## Aim
Restate the records below word for word, and omit the images they hold.

## Records for this exercise

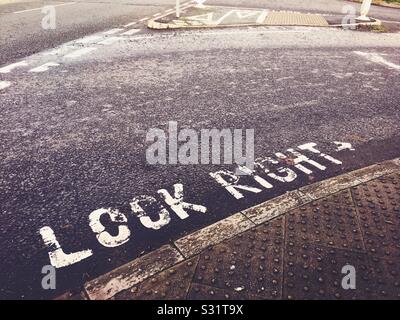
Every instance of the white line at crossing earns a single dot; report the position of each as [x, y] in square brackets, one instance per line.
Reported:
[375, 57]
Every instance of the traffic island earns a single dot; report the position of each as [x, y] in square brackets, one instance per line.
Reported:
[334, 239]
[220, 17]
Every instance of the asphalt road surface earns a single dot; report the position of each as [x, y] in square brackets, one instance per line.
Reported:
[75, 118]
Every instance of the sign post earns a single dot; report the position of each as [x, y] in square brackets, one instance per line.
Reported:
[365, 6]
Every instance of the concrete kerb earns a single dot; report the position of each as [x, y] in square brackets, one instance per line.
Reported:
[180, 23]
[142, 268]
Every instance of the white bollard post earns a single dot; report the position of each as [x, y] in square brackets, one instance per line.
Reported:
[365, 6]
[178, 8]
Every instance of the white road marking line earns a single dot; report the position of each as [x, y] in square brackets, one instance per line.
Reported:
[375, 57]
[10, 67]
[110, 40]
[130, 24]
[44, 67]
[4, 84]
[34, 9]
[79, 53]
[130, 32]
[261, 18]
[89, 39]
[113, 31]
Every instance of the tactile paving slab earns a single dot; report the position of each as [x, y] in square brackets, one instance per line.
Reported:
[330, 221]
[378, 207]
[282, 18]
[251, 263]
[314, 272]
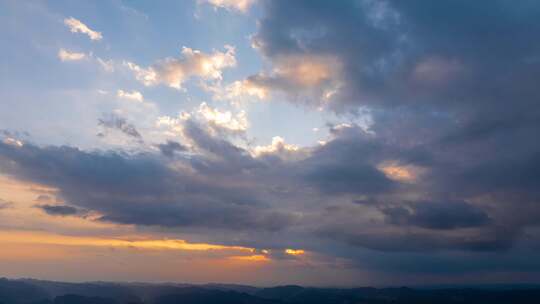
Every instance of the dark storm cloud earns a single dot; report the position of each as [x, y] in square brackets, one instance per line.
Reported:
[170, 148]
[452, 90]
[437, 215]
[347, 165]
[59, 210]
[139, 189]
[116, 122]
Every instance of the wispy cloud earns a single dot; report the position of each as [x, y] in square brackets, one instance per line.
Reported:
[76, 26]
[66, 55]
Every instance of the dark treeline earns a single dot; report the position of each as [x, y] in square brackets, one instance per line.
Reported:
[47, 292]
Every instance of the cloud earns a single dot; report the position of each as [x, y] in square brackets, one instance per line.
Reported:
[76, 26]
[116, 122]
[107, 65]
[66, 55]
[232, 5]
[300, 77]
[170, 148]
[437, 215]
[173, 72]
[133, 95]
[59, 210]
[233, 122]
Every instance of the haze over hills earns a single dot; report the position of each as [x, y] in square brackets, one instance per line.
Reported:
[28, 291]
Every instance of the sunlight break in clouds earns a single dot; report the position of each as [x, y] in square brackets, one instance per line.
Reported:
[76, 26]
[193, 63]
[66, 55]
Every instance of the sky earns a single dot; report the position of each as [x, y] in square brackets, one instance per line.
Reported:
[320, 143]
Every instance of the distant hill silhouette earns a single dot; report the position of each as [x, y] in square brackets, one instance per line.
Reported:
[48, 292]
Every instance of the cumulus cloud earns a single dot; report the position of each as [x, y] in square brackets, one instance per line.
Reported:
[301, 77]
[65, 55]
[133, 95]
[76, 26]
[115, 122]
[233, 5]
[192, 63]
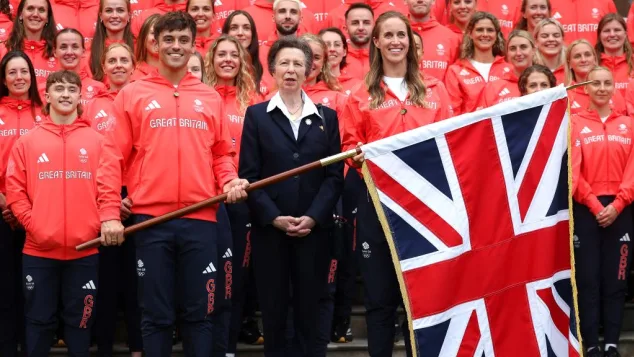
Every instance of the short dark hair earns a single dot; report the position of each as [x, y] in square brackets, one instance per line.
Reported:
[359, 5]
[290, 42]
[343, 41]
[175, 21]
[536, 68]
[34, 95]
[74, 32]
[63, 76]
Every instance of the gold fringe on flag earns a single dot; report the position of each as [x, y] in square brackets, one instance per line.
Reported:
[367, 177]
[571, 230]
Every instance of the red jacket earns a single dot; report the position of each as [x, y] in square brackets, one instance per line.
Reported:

## Answer for this exercise
Every instance of the white line at crossing earns a single dot; report the position of each as [x, y] in square brackets, one instance per line.
Reported:
[375, 57]
Every instance of the traffic island earns a single dot; report the position of each as [x, y] in square brackets, one instance per line.
Reported:
[334, 239]
[220, 17]
Every instance of the asphalt road surface earns a single dot; report the position of each as [x, y] in square brackets, one instance per line.
Reported:
[75, 118]
Every instance of the sign post earns a single dot; report the position of each as [x, y] in square brackets, one instance per line.
Reported:
[365, 6]
Every instance of the concrete kerb earns a single dot; report the position of each as [x, y] in square brackets, one instance per line.
Reported:
[180, 23]
[142, 268]
Every instance of the white bollard post earns a single dot; report the position of each as [x, y] in square brackets, one instance per line.
Reported:
[365, 6]
[178, 8]
Every instance of the white road marking line earns a single dot; report the position of each as [x, y] in square brackets, one instance per line.
Reported:
[375, 57]
[10, 67]
[110, 40]
[130, 24]
[44, 67]
[4, 84]
[34, 9]
[79, 53]
[130, 32]
[261, 18]
[89, 39]
[113, 31]
Every instance of the tactile paving slab earns a single dot; report the position of each as [x, y] in square brackets, one instance per line.
Reported:
[330, 221]
[378, 207]
[282, 18]
[251, 263]
[314, 272]
Every instance of the dark storm cloud earns a single dot; report the position of each as [x, y] in square brackets, one instance per line.
Reported:
[170, 148]
[452, 90]
[437, 215]
[347, 165]
[59, 210]
[139, 189]
[116, 122]
Every instance of the wispy cloud earns a single dot; report the position of each as [x, y] in square brackets, one instance per line.
Reported:
[76, 26]
[66, 55]
Every instance of the dark treeline earns a single dot; report the position of each as [x, y] in square brackets, one instance per line.
Reported:
[47, 292]
Every instance of the cloud earns a single dot; report the position of each as [x, y] in square brackets, one instance per line.
Reported:
[76, 26]
[116, 122]
[107, 65]
[66, 55]
[232, 5]
[300, 77]
[170, 148]
[437, 215]
[173, 72]
[133, 95]
[59, 210]
[233, 122]
Every instance of the haze over hills earns a single dot; report the position of each as [x, y] in square brackets, one instance per line.
Reported:
[28, 291]
Every instance of the sunlight break in clouds earns a single dot; report the position of each as [x, y] in square brackets, one instance per line.
Reported:
[76, 26]
[193, 63]
[66, 55]
Every instance of the sky earns a single dot; report the position of each as [x, y] in square brackets, one instance per line.
Reported:
[320, 143]
Every instance of the distant hill silhouette earns a single dot; report the position of each as [x, y] in square brackets, one instance per line.
Reported:
[48, 292]
Every instance of the cumulus cloud earns a single dot; report the position of each as [x, y] in square brackets, one instance per line.
Reported:
[301, 77]
[65, 55]
[133, 95]
[76, 26]
[115, 122]
[233, 5]
[192, 63]
Every instance of the short dark hair earns a single dot; report the position of each as [x, y] in square brackets, one instance per line.
Reported:
[359, 5]
[290, 42]
[343, 41]
[175, 21]
[536, 68]
[34, 95]
[74, 32]
[63, 76]
Every instance of the gold fringe on flag earns a single dot; report the position of each as [x, y] in square brackets, one instance per line.
Reported:
[367, 177]
[571, 230]
Every instance of the red jacket earns a single dot; report the position of each as [x, y] in square brackets, one instance per line.
Reported:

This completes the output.